+++ Data lines

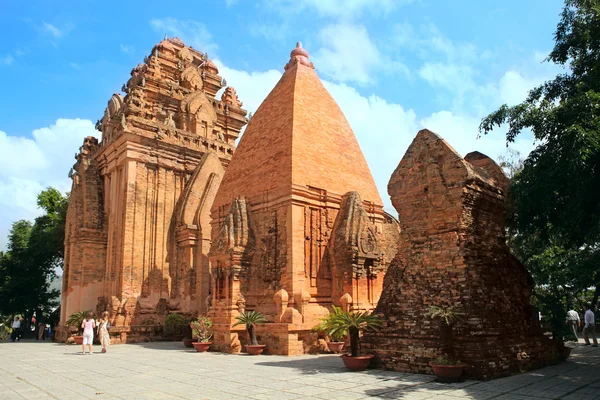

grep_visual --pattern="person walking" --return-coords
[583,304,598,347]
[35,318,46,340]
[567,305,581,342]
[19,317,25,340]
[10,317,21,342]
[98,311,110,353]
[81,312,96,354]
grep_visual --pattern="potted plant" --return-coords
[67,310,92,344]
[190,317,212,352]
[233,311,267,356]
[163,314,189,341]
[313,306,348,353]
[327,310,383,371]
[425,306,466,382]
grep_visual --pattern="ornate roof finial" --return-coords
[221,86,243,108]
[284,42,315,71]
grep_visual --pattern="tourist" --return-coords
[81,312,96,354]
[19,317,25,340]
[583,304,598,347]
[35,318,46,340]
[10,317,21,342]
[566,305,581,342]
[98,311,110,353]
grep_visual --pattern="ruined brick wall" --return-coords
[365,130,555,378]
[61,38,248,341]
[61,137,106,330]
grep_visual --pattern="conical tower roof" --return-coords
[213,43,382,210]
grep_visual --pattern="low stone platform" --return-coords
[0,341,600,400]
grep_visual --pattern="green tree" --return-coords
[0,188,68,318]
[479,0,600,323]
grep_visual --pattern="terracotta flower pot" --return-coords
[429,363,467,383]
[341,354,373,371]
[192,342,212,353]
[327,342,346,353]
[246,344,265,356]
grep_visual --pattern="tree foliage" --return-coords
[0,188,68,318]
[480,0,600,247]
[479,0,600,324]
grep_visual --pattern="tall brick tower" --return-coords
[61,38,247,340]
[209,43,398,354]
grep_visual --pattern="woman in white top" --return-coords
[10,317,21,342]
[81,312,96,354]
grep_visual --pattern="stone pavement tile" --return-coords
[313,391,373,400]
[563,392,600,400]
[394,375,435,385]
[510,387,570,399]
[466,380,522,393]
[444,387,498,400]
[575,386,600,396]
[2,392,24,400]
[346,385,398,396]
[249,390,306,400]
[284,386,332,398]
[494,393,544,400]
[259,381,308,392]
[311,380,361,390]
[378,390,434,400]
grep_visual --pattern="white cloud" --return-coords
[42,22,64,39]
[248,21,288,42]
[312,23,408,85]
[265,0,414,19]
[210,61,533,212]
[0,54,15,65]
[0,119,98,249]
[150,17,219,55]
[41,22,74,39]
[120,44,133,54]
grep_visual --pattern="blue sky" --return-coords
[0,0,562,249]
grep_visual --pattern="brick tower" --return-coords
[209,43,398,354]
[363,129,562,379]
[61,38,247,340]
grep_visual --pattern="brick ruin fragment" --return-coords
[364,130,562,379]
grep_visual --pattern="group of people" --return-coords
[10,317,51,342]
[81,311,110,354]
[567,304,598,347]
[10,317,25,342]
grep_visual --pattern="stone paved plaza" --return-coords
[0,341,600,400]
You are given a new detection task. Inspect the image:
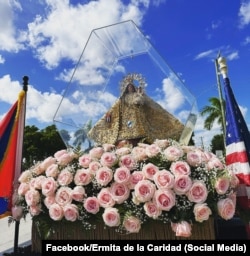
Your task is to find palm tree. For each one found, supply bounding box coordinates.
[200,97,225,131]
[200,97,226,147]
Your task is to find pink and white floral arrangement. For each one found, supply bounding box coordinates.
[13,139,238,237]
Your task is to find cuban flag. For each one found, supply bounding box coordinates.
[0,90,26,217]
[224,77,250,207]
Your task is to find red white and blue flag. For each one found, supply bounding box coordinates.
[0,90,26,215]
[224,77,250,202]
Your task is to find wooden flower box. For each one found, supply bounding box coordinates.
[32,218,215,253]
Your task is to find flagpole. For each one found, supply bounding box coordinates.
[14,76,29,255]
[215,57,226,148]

++++++
+++ Data lines

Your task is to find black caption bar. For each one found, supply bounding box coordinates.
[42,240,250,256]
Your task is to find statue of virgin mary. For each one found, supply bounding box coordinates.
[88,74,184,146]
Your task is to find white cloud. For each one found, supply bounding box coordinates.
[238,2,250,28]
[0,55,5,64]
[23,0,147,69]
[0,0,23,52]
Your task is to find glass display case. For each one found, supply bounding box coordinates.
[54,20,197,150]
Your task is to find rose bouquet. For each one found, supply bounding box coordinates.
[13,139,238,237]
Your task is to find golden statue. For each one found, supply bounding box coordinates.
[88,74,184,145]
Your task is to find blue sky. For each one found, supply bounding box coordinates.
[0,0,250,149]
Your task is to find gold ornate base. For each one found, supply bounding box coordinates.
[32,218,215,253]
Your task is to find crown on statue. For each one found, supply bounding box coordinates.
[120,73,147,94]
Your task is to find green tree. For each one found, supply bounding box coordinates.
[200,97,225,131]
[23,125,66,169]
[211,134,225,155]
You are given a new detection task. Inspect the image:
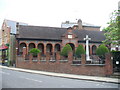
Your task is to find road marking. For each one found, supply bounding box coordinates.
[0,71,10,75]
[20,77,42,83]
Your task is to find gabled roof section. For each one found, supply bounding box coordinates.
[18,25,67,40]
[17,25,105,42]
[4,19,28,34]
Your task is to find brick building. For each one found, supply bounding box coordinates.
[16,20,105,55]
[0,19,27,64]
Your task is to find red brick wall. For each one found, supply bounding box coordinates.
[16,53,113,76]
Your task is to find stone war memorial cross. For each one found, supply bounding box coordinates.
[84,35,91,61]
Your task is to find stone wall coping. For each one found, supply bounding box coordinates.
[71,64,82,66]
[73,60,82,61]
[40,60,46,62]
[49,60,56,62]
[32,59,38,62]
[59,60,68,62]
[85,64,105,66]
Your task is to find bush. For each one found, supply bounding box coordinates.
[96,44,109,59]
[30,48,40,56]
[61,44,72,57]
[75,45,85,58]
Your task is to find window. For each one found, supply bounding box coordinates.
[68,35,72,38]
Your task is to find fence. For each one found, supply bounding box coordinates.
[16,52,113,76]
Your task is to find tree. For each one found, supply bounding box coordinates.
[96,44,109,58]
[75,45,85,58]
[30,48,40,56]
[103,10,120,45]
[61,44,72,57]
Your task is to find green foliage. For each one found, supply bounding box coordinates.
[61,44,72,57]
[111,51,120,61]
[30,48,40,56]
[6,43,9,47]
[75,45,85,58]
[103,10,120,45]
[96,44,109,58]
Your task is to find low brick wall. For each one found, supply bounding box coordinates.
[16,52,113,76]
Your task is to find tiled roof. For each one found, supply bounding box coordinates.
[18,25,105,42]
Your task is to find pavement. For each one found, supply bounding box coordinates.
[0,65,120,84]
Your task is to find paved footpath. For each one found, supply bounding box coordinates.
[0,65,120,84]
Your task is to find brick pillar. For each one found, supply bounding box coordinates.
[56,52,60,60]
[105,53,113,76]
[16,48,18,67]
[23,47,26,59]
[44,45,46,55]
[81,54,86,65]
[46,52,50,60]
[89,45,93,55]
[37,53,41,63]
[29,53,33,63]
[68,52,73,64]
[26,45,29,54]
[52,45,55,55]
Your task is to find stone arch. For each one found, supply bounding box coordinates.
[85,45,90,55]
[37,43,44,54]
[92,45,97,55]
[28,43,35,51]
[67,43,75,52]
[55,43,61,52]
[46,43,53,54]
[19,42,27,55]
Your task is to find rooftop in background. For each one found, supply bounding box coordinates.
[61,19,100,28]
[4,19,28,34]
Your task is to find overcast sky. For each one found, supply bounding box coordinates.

++++++
+++ Data lines

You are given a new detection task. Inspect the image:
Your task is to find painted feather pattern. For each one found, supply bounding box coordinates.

++++++

Problem requirements:
How many lines in the entries above contain the word "blue"? Reply with the number alone.

Full response:
3